## Data section
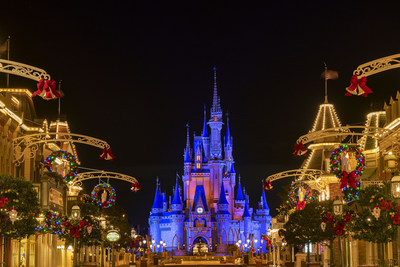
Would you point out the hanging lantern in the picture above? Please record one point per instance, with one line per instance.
(89, 229)
(376, 212)
(13, 214)
(323, 226)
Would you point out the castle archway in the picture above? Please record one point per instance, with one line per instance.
(200, 245)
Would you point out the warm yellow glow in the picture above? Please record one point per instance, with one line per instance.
(15, 100)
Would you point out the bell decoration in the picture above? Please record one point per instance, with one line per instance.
(13, 214)
(376, 212)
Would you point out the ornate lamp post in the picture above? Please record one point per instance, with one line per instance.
(395, 188)
(338, 211)
(75, 216)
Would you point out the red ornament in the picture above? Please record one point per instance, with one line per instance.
(107, 154)
(47, 90)
(299, 150)
(267, 185)
(360, 85)
(135, 187)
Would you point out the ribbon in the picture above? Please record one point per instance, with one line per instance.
(107, 154)
(358, 87)
(135, 187)
(267, 185)
(47, 89)
(300, 205)
(299, 150)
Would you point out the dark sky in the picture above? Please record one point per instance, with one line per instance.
(135, 72)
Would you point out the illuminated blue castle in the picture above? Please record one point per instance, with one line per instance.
(210, 216)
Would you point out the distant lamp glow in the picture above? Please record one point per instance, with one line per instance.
(76, 212)
(395, 186)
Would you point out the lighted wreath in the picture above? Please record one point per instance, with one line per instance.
(104, 195)
(347, 159)
(62, 161)
(309, 194)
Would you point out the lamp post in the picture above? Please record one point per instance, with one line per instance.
(75, 216)
(395, 188)
(338, 211)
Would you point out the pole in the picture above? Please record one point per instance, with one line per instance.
(340, 251)
(75, 255)
(8, 58)
(326, 84)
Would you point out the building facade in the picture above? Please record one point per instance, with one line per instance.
(212, 212)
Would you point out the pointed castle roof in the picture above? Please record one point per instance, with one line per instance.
(264, 201)
(158, 199)
(222, 196)
(239, 194)
(205, 133)
(177, 197)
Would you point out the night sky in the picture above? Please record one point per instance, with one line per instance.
(135, 72)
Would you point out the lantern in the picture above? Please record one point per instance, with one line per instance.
(395, 186)
(13, 214)
(323, 226)
(338, 207)
(75, 212)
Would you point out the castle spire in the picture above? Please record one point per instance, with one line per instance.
(222, 196)
(157, 204)
(205, 133)
(228, 140)
(246, 212)
(177, 198)
(264, 201)
(216, 107)
(239, 194)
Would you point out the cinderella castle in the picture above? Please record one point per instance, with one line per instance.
(212, 213)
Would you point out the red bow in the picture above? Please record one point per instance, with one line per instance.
(74, 231)
(300, 205)
(348, 178)
(47, 90)
(360, 85)
(135, 187)
(299, 150)
(107, 154)
(267, 185)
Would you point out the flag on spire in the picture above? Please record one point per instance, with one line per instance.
(329, 75)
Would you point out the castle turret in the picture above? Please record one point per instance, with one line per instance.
(206, 138)
(177, 218)
(246, 221)
(155, 215)
(215, 124)
(223, 216)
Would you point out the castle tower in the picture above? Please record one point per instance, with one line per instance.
(215, 124)
(223, 217)
(205, 137)
(155, 215)
(177, 218)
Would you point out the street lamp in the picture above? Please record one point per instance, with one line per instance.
(75, 215)
(395, 188)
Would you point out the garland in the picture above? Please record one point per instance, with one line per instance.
(63, 155)
(335, 160)
(268, 241)
(348, 181)
(111, 195)
(336, 223)
(309, 194)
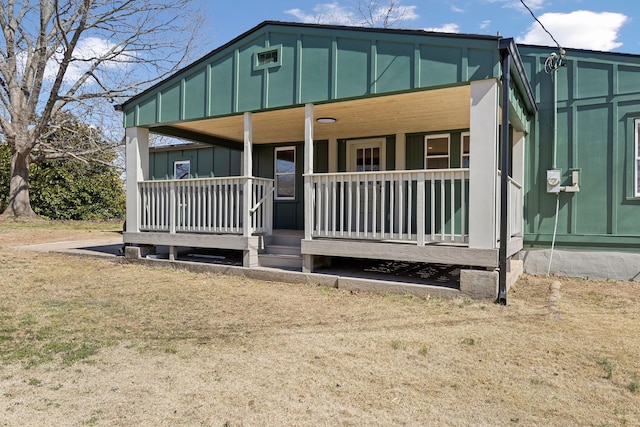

## Goal
Rewrite all of the items above, replacing "point out" with "locate" and changing nothing else. Leave the pictures out of your answer.

## Solution for this task
Would you locate the hanging lantern in the picture above? Please record one point per instance, with one line per instance.
(89, 229)
(376, 212)
(13, 214)
(323, 226)
Would you locate the castle archway in the picture above? Please record one point per instance, with one line per instance.
(200, 245)
Would you locate the warm yellow glow in the picture above? Please record one point per instance, with one line per instance.
(15, 100)
Would you locate the bell decoration in the picture above? Please record one point per instance, with one line per instance.
(13, 214)
(376, 212)
Would you locate the ornate lamp post in the picture above? Please record one point per instance, with one line per instance.
(395, 188)
(338, 211)
(75, 216)
Would you locate the red ornament in the picture above? Please record one point per instance, with one line per instance.
(107, 154)
(47, 90)
(299, 150)
(267, 185)
(360, 85)
(135, 187)
Would you locate the ribbon in the picture above? Please record one point per instance, with one line per instance.
(107, 154)
(358, 87)
(135, 187)
(267, 185)
(47, 89)
(300, 205)
(299, 150)
Would you locate the dark sky in the picture above? Please record one point per instance, with one line per instance.
(135, 72)
Would you locate the illuminated blue castle in the picture above? Please record one point per instance, with one line per instance.
(210, 216)
Would you locate the distant lamp glow in the picture above? Please record one point per instance, with one line per instance.
(76, 212)
(395, 186)
Would you locate the lighted wreath in the picture above? Please record one point per instance, with one line per instance.
(104, 195)
(347, 159)
(62, 161)
(309, 194)
Would you locate the lamp post in the picture above? Please record one point per instance, with one line per instance.
(75, 216)
(395, 188)
(338, 211)
Would you locate the pole in the picture above? Please record one point per instance, with one line per instance.
(340, 251)
(75, 255)
(8, 58)
(326, 84)
Would you locate the building facade in the picture above? Please record one point per instance, with one line per instance.
(212, 212)
Would you locate the pointed castle roof in the picture above? Please record one point per instance, with one line per instance.
(264, 201)
(158, 199)
(222, 196)
(239, 194)
(205, 133)
(177, 197)
Would you locate the night sky in the picture above? Please record one point per instance, with one line per instance.
(135, 72)
Would you locate the lantern in the picture above? Please record one point per instance, with one line per instance.
(395, 186)
(13, 214)
(323, 226)
(338, 207)
(75, 212)
Would you locate the castle spire in the picture above? Please record one point per instance, with one line per instance.
(222, 196)
(157, 204)
(205, 133)
(228, 140)
(246, 212)
(177, 198)
(264, 201)
(216, 107)
(239, 194)
Would you locate the cinderella castle in the picture above? Please record one point per instance, with one line per instance.
(212, 213)
Would you locate the red bow in the picture above? Please record one point per instance, with one line per instance.
(74, 231)
(300, 205)
(348, 178)
(47, 90)
(360, 85)
(135, 187)
(299, 150)
(107, 154)
(267, 185)
Would you locate the flag on spire in the picture above? Please record one point per instance, with one line per instance.
(329, 75)
Would you locate the castle turret in the picture above? Please record one point per instance, with one line per instance.
(206, 138)
(177, 218)
(246, 221)
(155, 215)
(215, 124)
(223, 216)
Would you locate the castle tower in the picture above? Please record one point per instance, with one line per instance.
(215, 124)
(223, 217)
(205, 137)
(155, 215)
(177, 218)
Would you locate the street lamp in the picture above? Please record one point per instance, with one line per instance.
(75, 215)
(395, 188)
Would you locate the garland in the picture above? Please record one point per instance, with one line per instance.
(63, 155)
(335, 160)
(268, 241)
(348, 181)
(111, 195)
(336, 223)
(309, 194)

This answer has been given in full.